*REQUIRED ACTION*. Print, exactly as they appear, only the lines from the line that contains "[point] every instance of the archery" through the end of the listing.

*MATERIAL SHOWN*.
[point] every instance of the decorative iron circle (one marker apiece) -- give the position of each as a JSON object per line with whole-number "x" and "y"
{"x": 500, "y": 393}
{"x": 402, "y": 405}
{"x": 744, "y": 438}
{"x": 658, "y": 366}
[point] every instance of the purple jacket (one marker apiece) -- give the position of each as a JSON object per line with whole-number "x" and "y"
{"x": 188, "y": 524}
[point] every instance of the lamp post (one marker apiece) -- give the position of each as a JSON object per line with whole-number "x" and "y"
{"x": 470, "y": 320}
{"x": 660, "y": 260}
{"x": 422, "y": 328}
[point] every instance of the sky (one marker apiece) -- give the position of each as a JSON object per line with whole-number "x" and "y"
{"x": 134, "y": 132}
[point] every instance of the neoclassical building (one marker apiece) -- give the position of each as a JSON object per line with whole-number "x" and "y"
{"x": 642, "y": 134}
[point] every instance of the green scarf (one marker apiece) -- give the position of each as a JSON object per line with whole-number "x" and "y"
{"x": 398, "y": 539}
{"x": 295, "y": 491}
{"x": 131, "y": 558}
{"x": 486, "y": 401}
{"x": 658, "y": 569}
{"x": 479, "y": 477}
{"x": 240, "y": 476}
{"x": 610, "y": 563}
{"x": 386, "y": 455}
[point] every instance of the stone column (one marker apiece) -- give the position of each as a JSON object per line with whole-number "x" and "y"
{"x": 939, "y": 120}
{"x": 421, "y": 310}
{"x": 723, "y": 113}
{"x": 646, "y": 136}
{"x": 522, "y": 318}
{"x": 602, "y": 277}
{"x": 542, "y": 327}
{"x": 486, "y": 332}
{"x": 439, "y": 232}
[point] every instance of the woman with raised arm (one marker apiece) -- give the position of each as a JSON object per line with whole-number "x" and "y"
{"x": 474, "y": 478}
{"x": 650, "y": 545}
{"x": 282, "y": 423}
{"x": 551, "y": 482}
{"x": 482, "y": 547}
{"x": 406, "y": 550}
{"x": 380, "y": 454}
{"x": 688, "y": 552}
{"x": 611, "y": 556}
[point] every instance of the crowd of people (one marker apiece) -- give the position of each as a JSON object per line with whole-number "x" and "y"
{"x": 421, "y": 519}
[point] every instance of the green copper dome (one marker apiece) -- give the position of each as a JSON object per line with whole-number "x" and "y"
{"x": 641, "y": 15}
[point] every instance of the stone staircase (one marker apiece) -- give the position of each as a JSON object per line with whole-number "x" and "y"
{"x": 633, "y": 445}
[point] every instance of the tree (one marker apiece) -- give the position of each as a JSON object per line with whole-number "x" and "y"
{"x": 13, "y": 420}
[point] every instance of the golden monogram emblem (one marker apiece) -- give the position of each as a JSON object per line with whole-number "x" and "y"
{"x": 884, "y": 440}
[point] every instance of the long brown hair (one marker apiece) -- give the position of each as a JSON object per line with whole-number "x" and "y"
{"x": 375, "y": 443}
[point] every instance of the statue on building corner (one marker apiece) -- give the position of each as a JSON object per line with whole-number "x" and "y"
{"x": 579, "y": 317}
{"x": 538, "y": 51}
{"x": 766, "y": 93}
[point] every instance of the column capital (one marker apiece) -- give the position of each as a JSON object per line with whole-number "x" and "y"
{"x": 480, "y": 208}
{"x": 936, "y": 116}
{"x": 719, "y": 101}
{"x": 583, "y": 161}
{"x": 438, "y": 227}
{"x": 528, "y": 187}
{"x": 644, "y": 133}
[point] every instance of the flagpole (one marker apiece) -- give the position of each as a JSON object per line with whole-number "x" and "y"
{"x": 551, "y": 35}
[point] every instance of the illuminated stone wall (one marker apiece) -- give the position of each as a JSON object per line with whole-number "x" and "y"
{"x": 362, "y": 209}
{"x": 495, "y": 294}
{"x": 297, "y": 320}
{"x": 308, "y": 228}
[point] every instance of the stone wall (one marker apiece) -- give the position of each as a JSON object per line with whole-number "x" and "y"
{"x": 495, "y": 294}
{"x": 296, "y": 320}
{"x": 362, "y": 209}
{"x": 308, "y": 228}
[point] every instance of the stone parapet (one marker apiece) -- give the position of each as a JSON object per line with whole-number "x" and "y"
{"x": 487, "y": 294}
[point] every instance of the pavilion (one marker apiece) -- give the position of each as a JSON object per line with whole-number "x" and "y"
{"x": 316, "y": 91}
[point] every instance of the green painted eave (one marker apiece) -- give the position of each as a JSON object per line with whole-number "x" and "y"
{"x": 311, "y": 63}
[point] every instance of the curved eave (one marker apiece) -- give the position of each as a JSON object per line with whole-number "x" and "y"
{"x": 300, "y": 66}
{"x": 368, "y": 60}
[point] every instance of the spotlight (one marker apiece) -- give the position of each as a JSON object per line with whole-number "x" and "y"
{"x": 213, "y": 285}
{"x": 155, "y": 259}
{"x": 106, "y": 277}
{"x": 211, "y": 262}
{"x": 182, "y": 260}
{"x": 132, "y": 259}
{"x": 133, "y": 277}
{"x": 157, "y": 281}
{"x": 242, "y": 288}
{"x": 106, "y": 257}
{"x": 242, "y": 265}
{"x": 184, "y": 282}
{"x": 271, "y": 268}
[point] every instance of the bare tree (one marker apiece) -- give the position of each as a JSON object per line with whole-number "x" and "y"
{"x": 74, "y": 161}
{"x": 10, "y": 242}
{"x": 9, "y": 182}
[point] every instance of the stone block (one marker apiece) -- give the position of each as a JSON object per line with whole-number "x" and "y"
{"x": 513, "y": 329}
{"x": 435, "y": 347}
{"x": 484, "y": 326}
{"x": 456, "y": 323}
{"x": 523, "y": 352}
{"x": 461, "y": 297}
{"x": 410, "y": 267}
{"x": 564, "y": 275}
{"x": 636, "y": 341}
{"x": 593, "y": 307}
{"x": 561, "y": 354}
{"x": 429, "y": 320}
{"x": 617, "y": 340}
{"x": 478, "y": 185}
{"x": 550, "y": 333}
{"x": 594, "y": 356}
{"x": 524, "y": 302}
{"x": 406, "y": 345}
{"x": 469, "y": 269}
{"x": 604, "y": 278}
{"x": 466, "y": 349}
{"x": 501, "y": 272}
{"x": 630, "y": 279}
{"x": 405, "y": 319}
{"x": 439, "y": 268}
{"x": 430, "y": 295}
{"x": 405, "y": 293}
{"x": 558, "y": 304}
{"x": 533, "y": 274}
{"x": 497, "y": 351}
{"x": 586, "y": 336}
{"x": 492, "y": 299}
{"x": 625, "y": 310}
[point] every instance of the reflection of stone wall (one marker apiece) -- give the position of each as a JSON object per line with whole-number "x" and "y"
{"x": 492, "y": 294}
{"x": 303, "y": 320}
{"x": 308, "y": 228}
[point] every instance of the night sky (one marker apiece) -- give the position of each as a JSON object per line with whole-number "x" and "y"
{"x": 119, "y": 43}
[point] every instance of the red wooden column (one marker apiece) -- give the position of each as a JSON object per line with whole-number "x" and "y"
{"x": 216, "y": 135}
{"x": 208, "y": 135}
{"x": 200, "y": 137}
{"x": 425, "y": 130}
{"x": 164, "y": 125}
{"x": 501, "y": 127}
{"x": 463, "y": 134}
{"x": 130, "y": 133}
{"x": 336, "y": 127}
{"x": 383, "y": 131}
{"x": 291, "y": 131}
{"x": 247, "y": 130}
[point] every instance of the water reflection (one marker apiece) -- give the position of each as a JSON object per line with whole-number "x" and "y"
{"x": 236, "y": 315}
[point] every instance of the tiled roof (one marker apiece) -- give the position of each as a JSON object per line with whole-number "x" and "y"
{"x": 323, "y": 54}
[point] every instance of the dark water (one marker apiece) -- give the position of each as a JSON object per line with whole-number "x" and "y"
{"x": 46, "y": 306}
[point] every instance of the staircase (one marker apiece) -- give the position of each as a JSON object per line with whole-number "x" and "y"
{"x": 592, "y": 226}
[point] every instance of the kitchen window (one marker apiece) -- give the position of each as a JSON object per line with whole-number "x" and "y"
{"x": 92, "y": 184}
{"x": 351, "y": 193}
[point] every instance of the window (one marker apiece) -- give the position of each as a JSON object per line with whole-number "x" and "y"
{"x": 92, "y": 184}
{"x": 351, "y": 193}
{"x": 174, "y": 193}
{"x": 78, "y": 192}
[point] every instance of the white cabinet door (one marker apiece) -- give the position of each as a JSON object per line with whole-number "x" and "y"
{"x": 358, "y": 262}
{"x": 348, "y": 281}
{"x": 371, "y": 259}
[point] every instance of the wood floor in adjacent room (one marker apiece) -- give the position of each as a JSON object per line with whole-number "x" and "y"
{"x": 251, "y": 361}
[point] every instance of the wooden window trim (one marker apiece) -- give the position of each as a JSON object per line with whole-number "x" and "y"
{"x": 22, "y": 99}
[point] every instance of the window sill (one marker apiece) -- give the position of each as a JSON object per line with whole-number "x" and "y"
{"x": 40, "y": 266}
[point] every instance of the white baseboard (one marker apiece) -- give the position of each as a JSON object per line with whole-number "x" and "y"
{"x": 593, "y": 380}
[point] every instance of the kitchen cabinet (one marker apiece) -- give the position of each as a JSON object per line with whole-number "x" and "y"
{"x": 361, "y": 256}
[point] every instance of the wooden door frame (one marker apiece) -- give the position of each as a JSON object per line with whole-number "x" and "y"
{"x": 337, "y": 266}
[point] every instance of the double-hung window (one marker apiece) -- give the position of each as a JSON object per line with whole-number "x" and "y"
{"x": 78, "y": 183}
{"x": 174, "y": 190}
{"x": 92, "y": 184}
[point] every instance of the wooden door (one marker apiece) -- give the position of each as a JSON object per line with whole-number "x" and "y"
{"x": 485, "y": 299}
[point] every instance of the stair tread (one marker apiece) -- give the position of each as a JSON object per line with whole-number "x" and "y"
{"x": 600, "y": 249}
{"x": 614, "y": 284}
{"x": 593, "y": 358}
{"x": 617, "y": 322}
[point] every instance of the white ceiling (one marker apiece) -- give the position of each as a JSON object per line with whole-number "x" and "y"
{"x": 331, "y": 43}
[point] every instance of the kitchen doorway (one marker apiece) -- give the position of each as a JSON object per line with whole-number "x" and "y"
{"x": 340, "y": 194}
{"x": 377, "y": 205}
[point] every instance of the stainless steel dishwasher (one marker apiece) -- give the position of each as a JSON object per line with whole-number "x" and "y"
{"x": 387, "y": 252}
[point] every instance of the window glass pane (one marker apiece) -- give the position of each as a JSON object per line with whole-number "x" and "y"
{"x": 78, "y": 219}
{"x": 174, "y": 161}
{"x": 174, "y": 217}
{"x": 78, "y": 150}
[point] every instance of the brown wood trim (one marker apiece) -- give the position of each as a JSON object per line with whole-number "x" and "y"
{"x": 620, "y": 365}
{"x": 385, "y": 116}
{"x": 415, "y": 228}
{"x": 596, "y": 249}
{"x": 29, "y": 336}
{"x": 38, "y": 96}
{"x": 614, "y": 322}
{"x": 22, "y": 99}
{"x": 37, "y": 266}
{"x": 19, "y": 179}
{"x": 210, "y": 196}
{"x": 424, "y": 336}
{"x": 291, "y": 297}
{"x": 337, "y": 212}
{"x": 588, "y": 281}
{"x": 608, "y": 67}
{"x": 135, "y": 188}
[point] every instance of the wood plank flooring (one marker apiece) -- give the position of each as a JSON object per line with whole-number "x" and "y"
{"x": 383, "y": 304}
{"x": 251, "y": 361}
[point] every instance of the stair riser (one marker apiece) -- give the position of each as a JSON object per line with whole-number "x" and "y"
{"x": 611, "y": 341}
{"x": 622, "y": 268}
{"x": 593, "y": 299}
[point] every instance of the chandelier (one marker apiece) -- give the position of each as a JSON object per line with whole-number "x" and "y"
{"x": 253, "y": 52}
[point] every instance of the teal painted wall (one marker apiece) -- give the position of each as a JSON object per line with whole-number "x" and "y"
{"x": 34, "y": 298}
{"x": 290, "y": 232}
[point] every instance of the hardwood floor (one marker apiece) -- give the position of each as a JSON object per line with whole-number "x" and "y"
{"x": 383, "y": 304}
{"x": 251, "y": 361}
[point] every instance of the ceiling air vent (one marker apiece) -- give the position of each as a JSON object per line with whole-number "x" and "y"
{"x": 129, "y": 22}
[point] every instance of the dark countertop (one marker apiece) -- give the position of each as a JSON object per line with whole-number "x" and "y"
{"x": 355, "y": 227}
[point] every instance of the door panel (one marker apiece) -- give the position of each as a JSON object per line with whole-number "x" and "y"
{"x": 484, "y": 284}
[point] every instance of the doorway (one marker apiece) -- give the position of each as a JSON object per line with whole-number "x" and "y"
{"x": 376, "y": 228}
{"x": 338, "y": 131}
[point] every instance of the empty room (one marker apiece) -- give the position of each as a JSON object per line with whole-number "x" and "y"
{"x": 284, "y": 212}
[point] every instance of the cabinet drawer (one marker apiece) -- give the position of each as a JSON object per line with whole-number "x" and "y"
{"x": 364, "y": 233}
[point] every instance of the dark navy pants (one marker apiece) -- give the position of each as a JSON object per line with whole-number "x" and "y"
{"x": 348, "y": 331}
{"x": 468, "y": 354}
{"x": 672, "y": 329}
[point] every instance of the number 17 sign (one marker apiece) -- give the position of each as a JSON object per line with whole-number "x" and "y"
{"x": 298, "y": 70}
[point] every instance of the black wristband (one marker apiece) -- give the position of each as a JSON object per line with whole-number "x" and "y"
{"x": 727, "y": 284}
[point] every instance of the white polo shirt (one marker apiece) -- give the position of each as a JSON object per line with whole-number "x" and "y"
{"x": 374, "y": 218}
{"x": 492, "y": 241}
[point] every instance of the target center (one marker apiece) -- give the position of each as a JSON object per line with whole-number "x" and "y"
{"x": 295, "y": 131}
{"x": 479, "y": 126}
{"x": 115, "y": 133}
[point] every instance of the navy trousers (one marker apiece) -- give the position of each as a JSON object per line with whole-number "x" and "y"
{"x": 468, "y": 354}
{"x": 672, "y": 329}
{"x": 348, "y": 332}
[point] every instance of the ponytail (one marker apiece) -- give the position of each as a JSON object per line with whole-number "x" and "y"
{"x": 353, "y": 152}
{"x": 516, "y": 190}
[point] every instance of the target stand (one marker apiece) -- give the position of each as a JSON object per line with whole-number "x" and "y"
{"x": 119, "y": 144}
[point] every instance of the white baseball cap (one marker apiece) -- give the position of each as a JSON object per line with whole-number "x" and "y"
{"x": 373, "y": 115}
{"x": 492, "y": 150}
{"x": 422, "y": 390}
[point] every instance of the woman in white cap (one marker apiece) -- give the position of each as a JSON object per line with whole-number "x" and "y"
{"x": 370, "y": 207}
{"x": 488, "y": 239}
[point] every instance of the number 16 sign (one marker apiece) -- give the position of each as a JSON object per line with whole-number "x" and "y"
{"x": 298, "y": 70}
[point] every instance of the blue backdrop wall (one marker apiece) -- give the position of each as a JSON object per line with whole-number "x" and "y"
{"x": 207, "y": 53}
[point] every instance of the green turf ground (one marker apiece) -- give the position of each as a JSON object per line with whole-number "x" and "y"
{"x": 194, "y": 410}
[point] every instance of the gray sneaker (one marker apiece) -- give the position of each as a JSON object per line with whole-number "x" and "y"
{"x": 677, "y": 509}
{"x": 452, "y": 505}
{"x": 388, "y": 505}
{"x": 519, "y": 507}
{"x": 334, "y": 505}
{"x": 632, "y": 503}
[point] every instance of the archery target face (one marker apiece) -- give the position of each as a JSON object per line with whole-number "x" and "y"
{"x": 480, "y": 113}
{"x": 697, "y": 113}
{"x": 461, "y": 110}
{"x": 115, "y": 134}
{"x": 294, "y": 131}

*WRITTEN SOLUTION*.
[point] every instance of the archery target face (one marker apiece) -- give the position of each as a JSON object per line with whole-number "x" and "y"
{"x": 480, "y": 113}
{"x": 697, "y": 113}
{"x": 461, "y": 110}
{"x": 115, "y": 134}
{"x": 294, "y": 131}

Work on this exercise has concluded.